PROBLEM: Go through the entries, filter for the word "blue", and copy every line that has it.

╭─ DATA SECTION

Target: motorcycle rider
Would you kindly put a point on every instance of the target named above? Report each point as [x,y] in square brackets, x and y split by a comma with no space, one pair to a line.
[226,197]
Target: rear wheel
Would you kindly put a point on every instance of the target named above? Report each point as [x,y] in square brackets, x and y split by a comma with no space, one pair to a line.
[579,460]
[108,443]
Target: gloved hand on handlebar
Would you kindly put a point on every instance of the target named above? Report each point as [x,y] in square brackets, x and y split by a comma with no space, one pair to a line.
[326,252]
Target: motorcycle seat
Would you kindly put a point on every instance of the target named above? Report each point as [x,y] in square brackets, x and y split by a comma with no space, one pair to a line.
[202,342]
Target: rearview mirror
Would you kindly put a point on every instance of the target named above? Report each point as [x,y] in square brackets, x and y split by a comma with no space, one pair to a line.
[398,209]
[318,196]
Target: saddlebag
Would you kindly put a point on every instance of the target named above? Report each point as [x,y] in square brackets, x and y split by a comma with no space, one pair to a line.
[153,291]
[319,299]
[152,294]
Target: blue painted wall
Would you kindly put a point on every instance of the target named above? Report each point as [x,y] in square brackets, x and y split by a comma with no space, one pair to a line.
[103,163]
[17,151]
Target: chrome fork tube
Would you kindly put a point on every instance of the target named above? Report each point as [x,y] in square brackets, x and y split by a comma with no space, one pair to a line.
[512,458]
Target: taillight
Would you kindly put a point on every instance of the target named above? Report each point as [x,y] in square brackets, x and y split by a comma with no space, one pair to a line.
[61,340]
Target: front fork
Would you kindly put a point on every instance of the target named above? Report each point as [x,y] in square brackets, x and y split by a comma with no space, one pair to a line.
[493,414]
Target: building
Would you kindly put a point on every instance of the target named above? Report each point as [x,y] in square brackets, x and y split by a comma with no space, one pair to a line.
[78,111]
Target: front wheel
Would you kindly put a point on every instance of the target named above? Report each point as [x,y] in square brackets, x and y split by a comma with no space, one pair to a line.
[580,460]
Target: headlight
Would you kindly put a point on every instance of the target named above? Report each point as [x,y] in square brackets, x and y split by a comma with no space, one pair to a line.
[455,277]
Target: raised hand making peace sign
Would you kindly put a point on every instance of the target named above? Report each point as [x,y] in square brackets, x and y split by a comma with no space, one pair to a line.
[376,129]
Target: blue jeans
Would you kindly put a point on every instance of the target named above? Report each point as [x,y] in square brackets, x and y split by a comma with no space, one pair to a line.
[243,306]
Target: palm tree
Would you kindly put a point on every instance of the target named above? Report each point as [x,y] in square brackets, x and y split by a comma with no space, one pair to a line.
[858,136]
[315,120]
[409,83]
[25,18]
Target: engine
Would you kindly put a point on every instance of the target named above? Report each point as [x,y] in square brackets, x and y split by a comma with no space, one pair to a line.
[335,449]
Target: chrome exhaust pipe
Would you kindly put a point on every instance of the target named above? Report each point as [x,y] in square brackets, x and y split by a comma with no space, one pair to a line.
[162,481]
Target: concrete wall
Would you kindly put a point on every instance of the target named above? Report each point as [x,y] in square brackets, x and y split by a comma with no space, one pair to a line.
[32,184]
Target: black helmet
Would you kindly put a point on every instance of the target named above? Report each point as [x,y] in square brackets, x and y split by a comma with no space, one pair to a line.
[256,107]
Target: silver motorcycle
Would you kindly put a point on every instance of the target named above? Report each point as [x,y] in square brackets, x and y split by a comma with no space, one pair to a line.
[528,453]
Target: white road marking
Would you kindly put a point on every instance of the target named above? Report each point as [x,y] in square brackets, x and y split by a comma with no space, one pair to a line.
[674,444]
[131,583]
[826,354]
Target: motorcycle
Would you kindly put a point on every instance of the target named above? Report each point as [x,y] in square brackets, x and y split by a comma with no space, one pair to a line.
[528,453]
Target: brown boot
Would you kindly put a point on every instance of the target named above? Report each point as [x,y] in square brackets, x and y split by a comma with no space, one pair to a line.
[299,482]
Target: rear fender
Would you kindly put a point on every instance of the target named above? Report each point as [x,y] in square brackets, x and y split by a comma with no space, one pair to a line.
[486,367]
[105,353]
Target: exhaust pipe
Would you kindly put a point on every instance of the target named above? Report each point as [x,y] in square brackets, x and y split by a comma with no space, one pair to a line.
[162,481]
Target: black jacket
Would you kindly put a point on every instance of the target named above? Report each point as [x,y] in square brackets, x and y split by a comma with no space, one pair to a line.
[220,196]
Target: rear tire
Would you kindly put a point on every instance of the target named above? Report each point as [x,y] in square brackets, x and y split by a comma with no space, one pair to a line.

╰─

RESULT:
Target: blue painted wall
Target: blue jeans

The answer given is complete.